[AIM 1] In the article on Birger Sandzén below, which college did he emigrate to from Sweden in 1894?
[AIM 2] Please carry on the article on Birger Sandzén below from the point where it stops.

[PASSAGE TO READ]
------------------------------------------------

Defiant in claiming his view of the world in expressive color and composition, Birger Sandzén (1871-1954) has often been referred to as “the American Van Gogh.” An early Modernist painter, the Swedish-born artist depicted U.S. mountain ranges in blocks of vibrant colors and undulating rhythms.
His art has been exhibited throughout most of the United States and in Europe. But since the comprehensive 1969 retrospective of his work at Amon Carter Museum in Fort Worth, Texas, there has been no one-man show of his work outside of Kansas. An exhibition opening this month at Palm Springs Art Museum will be Sandzén’s first major Californian exhibition since 1948.
By the time he emigrated from Sweden to Bethany College (Lindsborg, Kan.) in 1894, Sandzén had already studied with Anders Zorn and painted at the atelier of French Post-Impressionist Aman-Jean. The former taught him to use rich color and bold brushwork; the latter instilled in him an eye for capturing light on objects.
Eventually leading the art department at Bethany College for many years, Sandzén developed a Modernist painting style and shared the beauty of art through education and gifts.
Thom Gianetto, an expert on Sandzén and co-owner of Edenhurst Gallery in Palm Desert, describes Sandzén as “gutsy, uncompromising, unreversing, All-American, all original, and inimitable, with unfathomably artistic, genius creativity.
“On a personal note,” he adds, “he was as much a kind and gentle visionary philanthropist as he was the potently powerful artist.”
Gianetto planted the seed for a local museum Sandzén exhibition in 2008. In 2009, Christine Giles, Western art curator at Palm Springs Art Museum, visited Birger Sandzén Memorial Gallery in Lindsborg, Kan. From the private storage vault, she selected works from the artist’s luminous and thick impasto paintings of Western and Southwest landscapes.

------------------------------------------------

[SUPPLIED DATA]
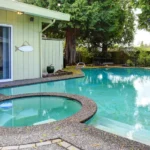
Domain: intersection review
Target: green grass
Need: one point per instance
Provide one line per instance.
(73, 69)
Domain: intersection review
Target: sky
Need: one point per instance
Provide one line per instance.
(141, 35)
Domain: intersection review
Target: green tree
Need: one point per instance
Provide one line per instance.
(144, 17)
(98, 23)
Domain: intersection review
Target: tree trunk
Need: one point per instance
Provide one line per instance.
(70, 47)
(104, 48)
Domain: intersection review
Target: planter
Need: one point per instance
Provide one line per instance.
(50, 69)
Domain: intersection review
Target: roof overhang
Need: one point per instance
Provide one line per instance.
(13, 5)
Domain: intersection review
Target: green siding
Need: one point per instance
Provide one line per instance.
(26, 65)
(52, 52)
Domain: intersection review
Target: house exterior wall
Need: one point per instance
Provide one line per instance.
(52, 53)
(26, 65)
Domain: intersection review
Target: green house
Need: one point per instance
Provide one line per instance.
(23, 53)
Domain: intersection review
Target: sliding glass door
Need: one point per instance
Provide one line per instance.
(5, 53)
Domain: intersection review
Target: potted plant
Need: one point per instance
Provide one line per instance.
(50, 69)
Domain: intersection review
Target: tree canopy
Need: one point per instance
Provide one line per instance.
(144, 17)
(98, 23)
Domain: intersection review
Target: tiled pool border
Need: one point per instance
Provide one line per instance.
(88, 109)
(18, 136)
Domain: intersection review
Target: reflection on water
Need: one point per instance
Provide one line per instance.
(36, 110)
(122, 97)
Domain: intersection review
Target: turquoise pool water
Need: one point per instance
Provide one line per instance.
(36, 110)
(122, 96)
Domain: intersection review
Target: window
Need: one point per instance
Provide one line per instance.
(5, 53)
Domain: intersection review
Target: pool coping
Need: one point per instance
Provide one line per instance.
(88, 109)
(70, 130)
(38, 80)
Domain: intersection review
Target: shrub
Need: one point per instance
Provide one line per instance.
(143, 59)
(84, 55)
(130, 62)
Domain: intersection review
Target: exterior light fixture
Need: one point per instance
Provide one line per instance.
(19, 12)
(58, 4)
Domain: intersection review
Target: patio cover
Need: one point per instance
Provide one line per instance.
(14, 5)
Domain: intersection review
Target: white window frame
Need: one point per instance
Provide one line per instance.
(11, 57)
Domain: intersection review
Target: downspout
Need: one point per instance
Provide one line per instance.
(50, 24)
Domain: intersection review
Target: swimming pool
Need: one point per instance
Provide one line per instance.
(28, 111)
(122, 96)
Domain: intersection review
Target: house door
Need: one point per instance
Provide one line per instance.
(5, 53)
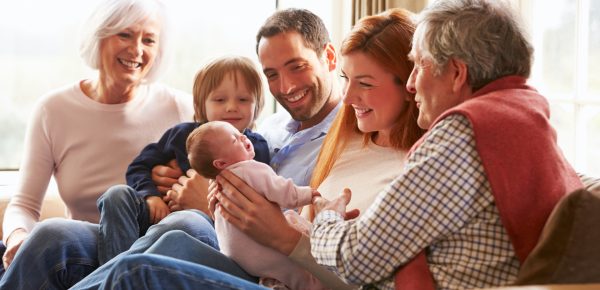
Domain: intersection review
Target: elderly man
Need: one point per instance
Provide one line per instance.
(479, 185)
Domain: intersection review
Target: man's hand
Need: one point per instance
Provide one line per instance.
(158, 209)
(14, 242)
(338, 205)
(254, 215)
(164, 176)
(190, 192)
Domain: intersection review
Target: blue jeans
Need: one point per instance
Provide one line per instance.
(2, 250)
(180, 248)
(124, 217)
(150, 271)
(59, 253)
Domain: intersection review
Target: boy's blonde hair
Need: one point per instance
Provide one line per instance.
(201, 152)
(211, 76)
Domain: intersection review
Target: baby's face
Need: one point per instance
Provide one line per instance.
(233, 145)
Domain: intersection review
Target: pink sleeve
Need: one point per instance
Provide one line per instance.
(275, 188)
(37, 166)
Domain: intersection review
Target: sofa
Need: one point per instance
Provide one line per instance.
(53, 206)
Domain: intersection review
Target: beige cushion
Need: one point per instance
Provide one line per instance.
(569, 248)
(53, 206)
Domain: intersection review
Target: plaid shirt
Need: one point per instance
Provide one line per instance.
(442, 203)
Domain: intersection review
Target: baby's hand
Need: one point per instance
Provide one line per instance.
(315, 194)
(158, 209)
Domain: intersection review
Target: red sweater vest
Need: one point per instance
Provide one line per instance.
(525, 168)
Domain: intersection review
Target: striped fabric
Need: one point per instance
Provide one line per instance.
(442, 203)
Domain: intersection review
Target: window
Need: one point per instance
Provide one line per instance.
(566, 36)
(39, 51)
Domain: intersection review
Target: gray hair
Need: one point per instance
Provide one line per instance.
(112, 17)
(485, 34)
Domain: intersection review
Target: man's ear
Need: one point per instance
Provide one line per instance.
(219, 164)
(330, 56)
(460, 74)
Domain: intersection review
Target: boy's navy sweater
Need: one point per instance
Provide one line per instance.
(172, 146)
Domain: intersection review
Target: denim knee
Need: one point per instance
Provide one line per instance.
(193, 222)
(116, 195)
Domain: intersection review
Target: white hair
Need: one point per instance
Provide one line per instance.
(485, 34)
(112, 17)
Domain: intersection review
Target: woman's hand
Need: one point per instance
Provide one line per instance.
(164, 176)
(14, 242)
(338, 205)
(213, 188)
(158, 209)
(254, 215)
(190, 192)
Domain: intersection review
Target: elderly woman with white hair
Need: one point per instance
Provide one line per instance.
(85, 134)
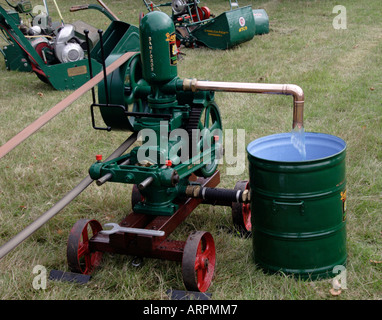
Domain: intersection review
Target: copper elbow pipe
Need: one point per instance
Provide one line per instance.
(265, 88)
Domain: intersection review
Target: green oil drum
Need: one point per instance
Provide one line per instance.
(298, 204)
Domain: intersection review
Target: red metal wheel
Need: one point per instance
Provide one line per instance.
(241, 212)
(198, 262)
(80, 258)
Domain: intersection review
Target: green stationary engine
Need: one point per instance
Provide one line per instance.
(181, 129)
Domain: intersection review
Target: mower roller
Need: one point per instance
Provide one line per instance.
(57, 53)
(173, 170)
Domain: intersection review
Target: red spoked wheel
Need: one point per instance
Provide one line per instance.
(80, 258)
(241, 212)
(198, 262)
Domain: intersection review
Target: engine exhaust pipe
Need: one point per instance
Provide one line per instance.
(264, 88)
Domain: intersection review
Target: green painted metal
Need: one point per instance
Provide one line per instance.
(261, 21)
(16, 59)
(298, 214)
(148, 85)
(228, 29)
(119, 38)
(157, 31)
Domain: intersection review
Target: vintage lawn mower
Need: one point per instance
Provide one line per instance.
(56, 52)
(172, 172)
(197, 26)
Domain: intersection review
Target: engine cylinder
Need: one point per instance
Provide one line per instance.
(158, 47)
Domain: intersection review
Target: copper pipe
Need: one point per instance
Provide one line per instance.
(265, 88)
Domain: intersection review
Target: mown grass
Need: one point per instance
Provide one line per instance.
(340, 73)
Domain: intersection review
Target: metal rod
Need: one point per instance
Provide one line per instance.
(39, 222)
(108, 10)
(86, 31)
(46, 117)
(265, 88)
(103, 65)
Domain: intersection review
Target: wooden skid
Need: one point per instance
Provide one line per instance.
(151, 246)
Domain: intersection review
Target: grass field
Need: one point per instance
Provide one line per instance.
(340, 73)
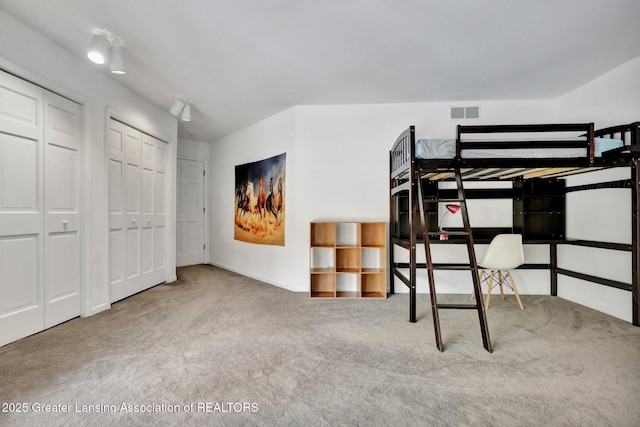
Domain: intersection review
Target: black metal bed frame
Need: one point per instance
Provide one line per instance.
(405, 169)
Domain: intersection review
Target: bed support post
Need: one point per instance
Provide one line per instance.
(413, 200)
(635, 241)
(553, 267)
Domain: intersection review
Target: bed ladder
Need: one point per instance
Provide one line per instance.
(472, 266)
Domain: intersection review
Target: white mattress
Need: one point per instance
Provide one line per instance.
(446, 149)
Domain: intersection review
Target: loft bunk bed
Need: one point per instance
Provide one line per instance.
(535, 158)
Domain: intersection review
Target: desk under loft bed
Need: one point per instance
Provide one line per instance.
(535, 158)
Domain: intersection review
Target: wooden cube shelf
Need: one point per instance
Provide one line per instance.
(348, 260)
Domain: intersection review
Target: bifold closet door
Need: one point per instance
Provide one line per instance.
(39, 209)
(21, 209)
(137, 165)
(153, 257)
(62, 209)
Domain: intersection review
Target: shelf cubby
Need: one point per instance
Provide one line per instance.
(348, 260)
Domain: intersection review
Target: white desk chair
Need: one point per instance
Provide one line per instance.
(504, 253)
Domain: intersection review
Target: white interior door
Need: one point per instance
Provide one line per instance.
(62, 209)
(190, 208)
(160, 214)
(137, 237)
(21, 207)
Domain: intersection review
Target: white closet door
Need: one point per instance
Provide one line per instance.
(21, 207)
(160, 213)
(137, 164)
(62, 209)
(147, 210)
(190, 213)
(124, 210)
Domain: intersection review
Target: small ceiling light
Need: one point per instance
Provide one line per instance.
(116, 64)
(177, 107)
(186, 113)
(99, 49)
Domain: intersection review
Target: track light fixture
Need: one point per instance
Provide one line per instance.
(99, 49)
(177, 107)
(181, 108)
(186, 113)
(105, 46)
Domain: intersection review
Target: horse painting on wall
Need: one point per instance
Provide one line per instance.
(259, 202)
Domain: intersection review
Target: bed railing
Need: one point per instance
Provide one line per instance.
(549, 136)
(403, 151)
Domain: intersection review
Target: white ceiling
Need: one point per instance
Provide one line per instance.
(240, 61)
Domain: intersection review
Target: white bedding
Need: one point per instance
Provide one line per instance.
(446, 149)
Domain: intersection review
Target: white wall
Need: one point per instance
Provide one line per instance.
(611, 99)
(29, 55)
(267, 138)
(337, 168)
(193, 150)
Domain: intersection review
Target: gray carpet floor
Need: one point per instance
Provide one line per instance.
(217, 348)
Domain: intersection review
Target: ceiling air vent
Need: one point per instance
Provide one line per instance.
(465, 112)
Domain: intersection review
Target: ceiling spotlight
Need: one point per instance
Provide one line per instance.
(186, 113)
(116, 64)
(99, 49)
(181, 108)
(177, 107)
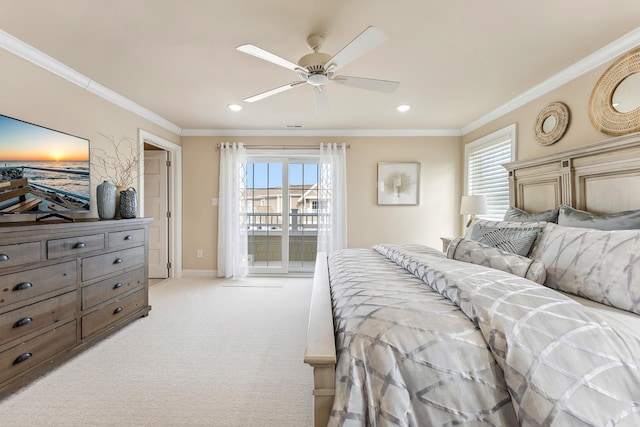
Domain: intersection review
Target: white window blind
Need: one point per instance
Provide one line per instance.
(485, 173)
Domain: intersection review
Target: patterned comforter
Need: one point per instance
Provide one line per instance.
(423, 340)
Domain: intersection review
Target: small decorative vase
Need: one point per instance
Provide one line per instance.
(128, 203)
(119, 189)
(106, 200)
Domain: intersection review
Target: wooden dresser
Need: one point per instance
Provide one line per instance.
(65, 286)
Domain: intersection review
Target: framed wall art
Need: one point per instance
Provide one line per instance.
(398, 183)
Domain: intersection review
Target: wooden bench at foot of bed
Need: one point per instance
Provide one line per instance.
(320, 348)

------------------------------------------------

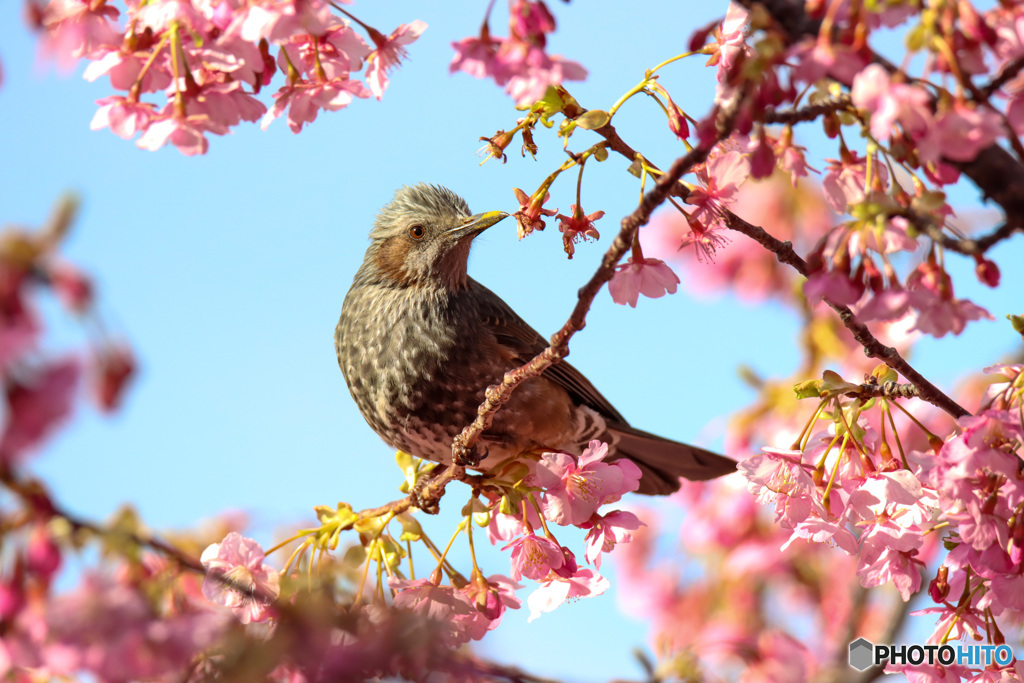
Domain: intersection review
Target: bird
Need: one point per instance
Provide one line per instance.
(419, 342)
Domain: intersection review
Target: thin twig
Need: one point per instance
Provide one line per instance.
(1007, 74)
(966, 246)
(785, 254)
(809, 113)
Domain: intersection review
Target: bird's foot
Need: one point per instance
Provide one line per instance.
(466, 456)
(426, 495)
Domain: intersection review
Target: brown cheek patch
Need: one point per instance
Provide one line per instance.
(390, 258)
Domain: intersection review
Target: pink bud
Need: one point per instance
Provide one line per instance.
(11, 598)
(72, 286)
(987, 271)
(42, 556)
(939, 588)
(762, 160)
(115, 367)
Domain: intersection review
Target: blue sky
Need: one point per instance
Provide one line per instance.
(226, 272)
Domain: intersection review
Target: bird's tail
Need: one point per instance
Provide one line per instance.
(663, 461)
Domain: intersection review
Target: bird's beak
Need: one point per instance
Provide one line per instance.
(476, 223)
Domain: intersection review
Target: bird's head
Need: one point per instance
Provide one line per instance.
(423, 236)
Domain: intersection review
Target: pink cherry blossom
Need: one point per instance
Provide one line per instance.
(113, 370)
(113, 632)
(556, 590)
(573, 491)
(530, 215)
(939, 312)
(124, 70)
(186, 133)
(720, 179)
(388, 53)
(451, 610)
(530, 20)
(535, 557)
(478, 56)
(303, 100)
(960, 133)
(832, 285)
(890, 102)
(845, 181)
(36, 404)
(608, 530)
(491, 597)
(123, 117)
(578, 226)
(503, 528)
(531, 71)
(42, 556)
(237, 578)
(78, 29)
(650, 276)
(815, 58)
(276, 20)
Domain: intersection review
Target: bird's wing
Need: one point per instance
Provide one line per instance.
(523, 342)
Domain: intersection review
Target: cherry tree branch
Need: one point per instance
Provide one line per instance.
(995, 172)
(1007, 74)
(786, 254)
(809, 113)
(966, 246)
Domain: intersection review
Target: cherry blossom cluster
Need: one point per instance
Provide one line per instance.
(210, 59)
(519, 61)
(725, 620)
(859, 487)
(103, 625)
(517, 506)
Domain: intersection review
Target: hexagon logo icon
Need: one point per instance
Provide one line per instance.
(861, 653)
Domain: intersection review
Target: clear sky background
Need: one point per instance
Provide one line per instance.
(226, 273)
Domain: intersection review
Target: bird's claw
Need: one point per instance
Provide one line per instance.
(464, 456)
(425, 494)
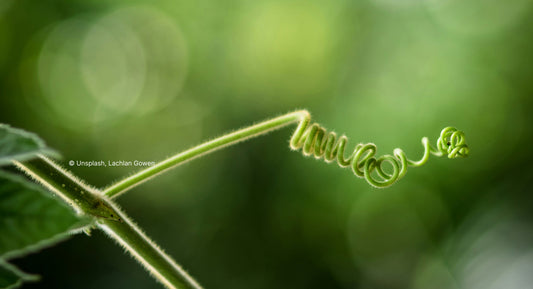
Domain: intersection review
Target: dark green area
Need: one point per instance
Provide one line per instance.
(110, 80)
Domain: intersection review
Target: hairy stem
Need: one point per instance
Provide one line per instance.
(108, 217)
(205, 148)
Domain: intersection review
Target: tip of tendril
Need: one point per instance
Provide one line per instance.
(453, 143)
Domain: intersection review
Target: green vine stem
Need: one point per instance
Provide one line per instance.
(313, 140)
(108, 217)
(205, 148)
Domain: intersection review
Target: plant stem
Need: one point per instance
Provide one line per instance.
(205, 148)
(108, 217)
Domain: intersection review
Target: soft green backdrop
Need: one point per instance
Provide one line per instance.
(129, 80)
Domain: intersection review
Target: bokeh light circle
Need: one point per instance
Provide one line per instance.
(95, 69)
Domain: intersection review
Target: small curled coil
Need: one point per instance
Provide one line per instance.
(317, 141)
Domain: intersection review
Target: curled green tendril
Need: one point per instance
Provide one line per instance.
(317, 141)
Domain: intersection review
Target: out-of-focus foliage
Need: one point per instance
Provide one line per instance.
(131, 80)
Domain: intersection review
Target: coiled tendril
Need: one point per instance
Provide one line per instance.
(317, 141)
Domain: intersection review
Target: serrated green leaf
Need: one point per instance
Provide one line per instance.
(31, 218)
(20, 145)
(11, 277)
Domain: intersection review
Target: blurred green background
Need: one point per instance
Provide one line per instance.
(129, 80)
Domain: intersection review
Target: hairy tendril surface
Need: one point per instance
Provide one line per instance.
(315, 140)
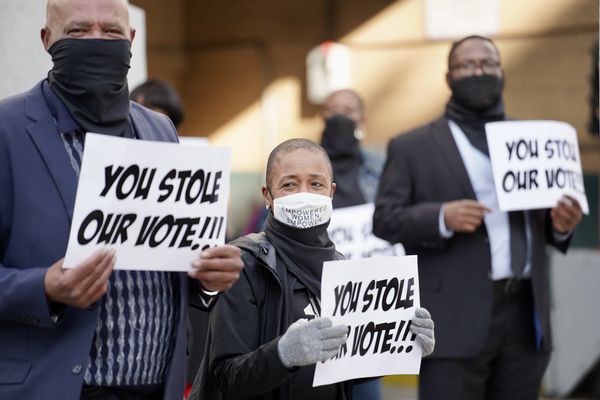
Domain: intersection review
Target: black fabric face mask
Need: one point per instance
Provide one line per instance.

------------------------------------------------

[REPLY 1] Bethany College, in Lindsborg, Kansas.

[REPLY 2]
“When he achieved his mature style by 1920, Sandzén helped to develop watercolor and printmaking clubs, which he expanded in the 1930s because of the Depression,” Giles says. “This revival of printmaking was called the democratic art form; it was affordable art for everyone.”
A great painter, printmaker, and watercolorist, Sandzén offered numerous pieces to educational and other public institutions. As a founding member of the Prairie Print Makers Society and of Prairie Watercolor Painters, he fulfilled his lifelong endeavor of educating young artists. Teaching summer oil painting workshops, he traveled to Utah and Arizona, where he sketched the Bryce, Zion, and Grand Canyon national parks. Back in his studio, he used those sketches to paint large-scale canvases. Sandzén painted many depictions of the Yellowstone National Forest from his travels to the Colorado Rocky Mountains, Montana, and Wyoming and became an associate member of the Taos Society of Artists.
“Although Sandzén has often been described as the ‘American Van Gogh,’ he is hard to classify,” says Ron Michael, curator of the Birger Sandzén Memorial Gallery. “He was an early Modernist, with more inventive and dramatic use of color, heavier impasto, larger brushwork, and more expressiveness than most Post-Impressionists of the time.”
Like many great painters, Sandzén believed nature is the best teacher. He dedicated himself to producing art from his travels through Kansas and farther West, including the Colorado Rocky Mountains.
“Sandzén claimed the West inspired him to use more vibrant colors, hence the name of the [museum] show: Colors of the West,” Giles explains. The exhibition includes 39 oil paintings (some 60×80 inches in size), eight watercolors, one sketchbook, two charcoal and two color Crayon drawings, and 12 prints (lithographs and block prints) from the Birger Sandzén Memorial Gallery and seven to 10 more works from private collections, including from Edenhurst Gallery.
Colors of the West: The Paintings of Birger Sandzén
runs April 17-Sept. 12 at Palm Springs Art Museum.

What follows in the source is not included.